• [Supplied data]
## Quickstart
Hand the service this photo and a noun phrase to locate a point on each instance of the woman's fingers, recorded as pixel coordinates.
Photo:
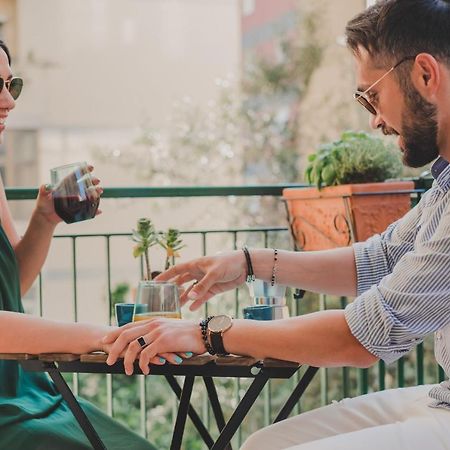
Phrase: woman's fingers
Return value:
(122, 340)
(133, 350)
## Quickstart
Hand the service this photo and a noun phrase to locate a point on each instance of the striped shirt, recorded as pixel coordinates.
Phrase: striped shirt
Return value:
(403, 282)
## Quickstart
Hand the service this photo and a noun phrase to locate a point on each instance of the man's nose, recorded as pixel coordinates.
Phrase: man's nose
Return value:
(375, 121)
(6, 100)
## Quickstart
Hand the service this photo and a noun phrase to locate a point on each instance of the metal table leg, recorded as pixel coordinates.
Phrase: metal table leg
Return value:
(215, 405)
(296, 394)
(75, 407)
(199, 425)
(182, 413)
(241, 411)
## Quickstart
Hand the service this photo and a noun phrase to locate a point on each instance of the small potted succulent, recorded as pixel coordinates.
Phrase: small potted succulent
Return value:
(353, 198)
(145, 236)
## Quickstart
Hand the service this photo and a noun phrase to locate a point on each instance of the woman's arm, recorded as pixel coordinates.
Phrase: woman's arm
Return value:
(321, 339)
(22, 333)
(31, 250)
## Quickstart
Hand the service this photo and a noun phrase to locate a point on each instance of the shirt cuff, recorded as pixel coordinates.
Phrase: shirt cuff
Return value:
(371, 264)
(371, 324)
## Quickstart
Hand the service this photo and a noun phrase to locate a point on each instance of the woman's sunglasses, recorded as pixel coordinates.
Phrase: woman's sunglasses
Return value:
(14, 86)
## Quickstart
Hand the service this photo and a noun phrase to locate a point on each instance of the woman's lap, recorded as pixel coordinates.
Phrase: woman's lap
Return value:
(60, 431)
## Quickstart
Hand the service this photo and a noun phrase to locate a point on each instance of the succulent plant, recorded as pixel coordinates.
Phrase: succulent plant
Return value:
(171, 241)
(357, 157)
(145, 237)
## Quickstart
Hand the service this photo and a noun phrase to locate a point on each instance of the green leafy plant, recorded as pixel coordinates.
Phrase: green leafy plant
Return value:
(172, 243)
(357, 157)
(145, 237)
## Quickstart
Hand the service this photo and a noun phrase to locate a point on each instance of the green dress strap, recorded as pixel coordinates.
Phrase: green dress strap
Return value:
(23, 395)
(33, 415)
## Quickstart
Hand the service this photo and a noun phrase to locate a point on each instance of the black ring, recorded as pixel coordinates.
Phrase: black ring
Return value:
(142, 342)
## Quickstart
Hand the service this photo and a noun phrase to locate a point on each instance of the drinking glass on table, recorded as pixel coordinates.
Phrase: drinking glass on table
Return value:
(74, 195)
(157, 299)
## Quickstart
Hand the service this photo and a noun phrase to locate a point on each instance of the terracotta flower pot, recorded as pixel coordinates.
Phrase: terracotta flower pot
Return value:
(339, 215)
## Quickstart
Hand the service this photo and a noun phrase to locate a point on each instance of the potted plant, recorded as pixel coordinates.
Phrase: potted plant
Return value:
(155, 298)
(356, 202)
(145, 237)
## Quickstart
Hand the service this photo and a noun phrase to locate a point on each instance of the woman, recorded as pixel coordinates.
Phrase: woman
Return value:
(32, 413)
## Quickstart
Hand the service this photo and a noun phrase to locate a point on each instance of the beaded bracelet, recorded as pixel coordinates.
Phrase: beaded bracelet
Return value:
(250, 274)
(204, 327)
(274, 267)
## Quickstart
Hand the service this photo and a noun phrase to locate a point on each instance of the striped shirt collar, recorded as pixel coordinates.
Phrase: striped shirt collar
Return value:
(441, 173)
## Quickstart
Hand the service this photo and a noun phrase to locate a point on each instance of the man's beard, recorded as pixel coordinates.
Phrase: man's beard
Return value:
(419, 130)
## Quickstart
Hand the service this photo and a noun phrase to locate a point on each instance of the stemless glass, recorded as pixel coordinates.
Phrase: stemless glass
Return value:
(157, 299)
(74, 195)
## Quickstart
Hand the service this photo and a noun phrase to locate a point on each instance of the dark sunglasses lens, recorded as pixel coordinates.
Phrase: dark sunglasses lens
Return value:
(364, 102)
(15, 87)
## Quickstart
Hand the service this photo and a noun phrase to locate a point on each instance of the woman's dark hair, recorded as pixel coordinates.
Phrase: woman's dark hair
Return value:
(394, 29)
(6, 50)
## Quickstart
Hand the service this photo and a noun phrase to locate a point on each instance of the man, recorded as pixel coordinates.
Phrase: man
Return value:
(401, 279)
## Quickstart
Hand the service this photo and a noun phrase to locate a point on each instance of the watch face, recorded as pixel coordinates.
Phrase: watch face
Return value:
(219, 323)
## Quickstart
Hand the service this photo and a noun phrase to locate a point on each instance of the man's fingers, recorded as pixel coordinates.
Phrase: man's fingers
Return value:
(202, 287)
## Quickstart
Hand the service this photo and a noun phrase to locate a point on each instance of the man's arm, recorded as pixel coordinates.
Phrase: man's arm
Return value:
(321, 339)
(330, 272)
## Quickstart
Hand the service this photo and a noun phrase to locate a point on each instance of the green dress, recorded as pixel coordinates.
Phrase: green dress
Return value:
(32, 413)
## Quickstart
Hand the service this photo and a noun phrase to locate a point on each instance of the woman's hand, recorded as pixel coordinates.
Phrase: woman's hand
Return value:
(44, 202)
(167, 339)
(211, 275)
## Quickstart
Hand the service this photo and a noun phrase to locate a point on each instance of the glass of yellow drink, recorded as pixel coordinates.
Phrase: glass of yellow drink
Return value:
(157, 299)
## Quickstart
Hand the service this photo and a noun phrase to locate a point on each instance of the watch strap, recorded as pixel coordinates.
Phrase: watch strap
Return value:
(204, 327)
(217, 343)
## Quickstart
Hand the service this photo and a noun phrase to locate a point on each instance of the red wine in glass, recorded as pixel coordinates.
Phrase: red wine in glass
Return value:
(71, 209)
(75, 198)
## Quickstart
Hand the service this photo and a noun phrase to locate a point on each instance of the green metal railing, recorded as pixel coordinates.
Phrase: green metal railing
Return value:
(416, 368)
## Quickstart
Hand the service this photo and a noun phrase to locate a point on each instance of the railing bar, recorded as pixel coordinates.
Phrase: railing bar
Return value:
(236, 314)
(420, 368)
(216, 230)
(206, 412)
(267, 388)
(323, 371)
(109, 378)
(41, 302)
(75, 301)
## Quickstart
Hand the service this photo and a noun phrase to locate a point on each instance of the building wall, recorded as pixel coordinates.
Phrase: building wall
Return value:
(328, 107)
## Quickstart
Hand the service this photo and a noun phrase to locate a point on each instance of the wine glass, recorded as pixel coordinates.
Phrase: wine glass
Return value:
(157, 299)
(75, 197)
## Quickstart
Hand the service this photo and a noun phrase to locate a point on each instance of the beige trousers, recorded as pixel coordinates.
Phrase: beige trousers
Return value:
(397, 419)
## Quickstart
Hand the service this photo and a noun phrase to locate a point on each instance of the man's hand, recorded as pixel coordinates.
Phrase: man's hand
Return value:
(211, 276)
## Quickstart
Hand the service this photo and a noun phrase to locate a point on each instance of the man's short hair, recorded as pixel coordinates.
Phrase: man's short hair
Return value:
(394, 29)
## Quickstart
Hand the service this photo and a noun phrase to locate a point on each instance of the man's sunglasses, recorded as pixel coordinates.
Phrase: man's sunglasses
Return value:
(14, 86)
(361, 97)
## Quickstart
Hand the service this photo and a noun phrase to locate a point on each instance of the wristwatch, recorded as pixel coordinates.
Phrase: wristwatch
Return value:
(217, 326)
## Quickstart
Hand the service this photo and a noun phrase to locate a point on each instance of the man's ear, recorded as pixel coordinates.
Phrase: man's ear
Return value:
(425, 75)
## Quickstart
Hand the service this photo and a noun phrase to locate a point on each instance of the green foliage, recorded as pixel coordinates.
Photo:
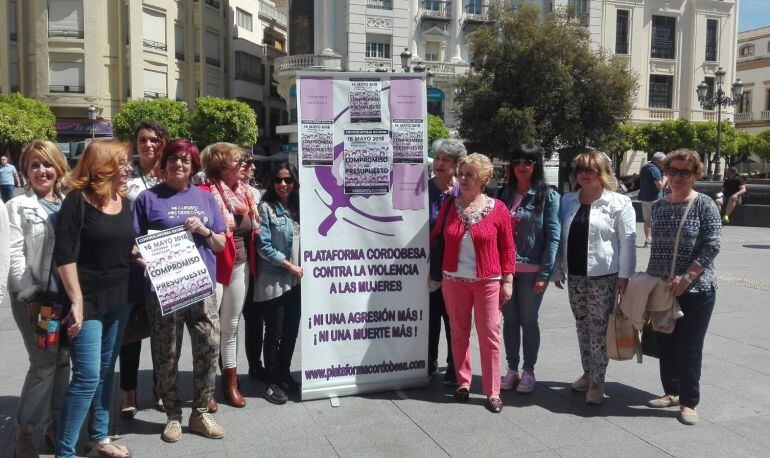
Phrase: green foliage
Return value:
(436, 129)
(23, 120)
(171, 113)
(538, 81)
(223, 120)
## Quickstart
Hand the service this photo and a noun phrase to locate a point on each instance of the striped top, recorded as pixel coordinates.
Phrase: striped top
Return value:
(699, 242)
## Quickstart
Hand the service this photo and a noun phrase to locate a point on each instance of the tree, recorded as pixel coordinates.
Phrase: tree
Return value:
(436, 129)
(538, 81)
(171, 113)
(223, 120)
(23, 120)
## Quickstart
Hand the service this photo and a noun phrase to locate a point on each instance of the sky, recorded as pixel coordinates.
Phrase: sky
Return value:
(753, 14)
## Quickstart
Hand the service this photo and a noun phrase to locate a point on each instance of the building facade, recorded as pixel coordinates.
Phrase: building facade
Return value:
(753, 114)
(72, 54)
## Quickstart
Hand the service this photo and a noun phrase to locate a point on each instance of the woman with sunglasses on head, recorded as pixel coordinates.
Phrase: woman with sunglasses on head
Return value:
(534, 209)
(94, 238)
(149, 139)
(598, 256)
(175, 202)
(225, 167)
(277, 287)
(32, 284)
(694, 281)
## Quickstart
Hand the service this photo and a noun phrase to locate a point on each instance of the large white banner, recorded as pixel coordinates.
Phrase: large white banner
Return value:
(364, 236)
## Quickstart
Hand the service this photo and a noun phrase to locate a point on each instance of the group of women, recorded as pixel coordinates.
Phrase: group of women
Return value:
(500, 254)
(75, 231)
(72, 241)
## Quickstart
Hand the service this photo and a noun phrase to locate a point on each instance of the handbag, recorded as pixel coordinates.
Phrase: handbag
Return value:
(622, 339)
(437, 249)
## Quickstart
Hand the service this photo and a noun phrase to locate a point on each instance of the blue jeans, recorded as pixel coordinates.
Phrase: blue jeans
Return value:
(681, 352)
(520, 314)
(93, 352)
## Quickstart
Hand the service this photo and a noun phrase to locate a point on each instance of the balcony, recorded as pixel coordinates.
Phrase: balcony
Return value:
(744, 117)
(58, 88)
(319, 62)
(436, 9)
(271, 13)
(154, 45)
(65, 33)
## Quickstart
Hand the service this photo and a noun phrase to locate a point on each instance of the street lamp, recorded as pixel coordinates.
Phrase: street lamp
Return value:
(719, 99)
(92, 117)
(406, 57)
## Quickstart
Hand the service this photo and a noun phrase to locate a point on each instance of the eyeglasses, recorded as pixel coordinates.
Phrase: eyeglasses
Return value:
(522, 162)
(287, 180)
(586, 170)
(683, 173)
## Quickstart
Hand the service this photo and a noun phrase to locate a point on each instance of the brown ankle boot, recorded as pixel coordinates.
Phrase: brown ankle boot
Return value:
(230, 388)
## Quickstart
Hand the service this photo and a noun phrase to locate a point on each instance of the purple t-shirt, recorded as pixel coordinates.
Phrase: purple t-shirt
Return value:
(162, 207)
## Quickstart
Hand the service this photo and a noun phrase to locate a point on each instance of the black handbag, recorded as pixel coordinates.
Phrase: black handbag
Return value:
(437, 249)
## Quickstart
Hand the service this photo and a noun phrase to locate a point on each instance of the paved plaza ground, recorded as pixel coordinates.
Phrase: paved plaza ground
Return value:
(552, 421)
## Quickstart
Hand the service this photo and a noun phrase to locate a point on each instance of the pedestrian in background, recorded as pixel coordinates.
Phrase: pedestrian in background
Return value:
(94, 238)
(597, 256)
(32, 283)
(534, 209)
(442, 187)
(694, 281)
(478, 266)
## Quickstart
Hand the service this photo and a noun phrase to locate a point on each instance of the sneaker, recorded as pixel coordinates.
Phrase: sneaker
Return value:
(527, 383)
(203, 423)
(275, 394)
(664, 401)
(509, 380)
(581, 384)
(172, 432)
(595, 393)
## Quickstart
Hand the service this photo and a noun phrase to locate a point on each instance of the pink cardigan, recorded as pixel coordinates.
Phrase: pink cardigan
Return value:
(492, 240)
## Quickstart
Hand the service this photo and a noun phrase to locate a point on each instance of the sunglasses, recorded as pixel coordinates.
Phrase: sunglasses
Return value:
(683, 173)
(522, 162)
(279, 180)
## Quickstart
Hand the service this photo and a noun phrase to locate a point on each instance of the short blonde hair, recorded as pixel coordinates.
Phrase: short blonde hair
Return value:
(595, 160)
(686, 155)
(216, 157)
(95, 170)
(480, 164)
(51, 154)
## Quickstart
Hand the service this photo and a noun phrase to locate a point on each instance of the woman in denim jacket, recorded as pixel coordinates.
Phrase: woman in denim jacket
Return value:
(276, 287)
(534, 209)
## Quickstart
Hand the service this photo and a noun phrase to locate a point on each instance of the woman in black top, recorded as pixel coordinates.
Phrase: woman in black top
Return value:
(94, 238)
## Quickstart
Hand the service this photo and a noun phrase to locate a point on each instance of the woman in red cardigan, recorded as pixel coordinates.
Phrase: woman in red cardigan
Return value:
(478, 265)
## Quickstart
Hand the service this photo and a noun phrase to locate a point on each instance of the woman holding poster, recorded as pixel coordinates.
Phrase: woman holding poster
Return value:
(276, 288)
(225, 167)
(479, 263)
(172, 203)
(95, 214)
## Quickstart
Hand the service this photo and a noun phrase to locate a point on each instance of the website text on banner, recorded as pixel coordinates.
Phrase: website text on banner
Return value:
(364, 240)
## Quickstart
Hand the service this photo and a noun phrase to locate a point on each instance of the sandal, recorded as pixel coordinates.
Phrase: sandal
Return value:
(106, 449)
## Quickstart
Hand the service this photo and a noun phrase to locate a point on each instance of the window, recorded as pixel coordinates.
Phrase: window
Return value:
(153, 29)
(711, 40)
(663, 35)
(243, 19)
(432, 51)
(378, 47)
(154, 84)
(661, 90)
(249, 67)
(66, 77)
(621, 31)
(65, 18)
(747, 50)
(212, 49)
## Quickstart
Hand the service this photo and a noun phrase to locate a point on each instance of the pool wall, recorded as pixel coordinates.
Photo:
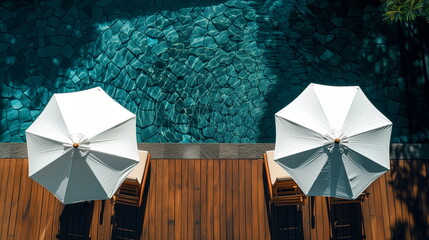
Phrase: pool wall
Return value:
(205, 71)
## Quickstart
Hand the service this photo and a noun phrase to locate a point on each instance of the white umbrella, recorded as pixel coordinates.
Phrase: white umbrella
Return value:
(82, 146)
(332, 141)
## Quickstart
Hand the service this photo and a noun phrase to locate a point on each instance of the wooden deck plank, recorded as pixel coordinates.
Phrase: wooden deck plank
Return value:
(391, 203)
(171, 198)
(197, 200)
(210, 212)
(229, 199)
(204, 200)
(229, 202)
(236, 217)
(152, 201)
(6, 194)
(15, 198)
(24, 195)
(253, 178)
(164, 202)
(191, 200)
(159, 197)
(222, 197)
(184, 201)
(215, 185)
(178, 201)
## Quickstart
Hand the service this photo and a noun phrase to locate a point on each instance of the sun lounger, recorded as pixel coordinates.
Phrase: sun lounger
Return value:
(283, 190)
(131, 190)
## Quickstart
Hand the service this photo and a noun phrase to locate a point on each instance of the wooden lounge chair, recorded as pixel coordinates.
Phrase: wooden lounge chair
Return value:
(131, 190)
(283, 190)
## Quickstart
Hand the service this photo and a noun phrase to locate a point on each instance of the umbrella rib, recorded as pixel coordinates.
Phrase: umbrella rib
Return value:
(372, 129)
(295, 123)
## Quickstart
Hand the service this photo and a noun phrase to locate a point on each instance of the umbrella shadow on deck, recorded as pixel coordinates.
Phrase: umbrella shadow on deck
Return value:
(75, 221)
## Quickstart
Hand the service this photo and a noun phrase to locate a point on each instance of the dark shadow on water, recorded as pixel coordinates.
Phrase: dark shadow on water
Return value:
(46, 43)
(75, 221)
(334, 43)
(410, 181)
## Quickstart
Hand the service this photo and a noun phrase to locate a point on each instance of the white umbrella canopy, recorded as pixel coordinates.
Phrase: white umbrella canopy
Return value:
(332, 141)
(82, 146)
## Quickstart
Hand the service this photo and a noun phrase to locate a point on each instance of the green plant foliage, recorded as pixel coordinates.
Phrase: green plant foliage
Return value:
(405, 10)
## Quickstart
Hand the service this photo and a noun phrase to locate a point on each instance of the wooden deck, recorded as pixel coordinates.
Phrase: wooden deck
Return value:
(216, 199)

• [Description of the task] How many lines in the rows above contain the string "plaza"? Reply with only the number.

• [Solution to this exercise] 2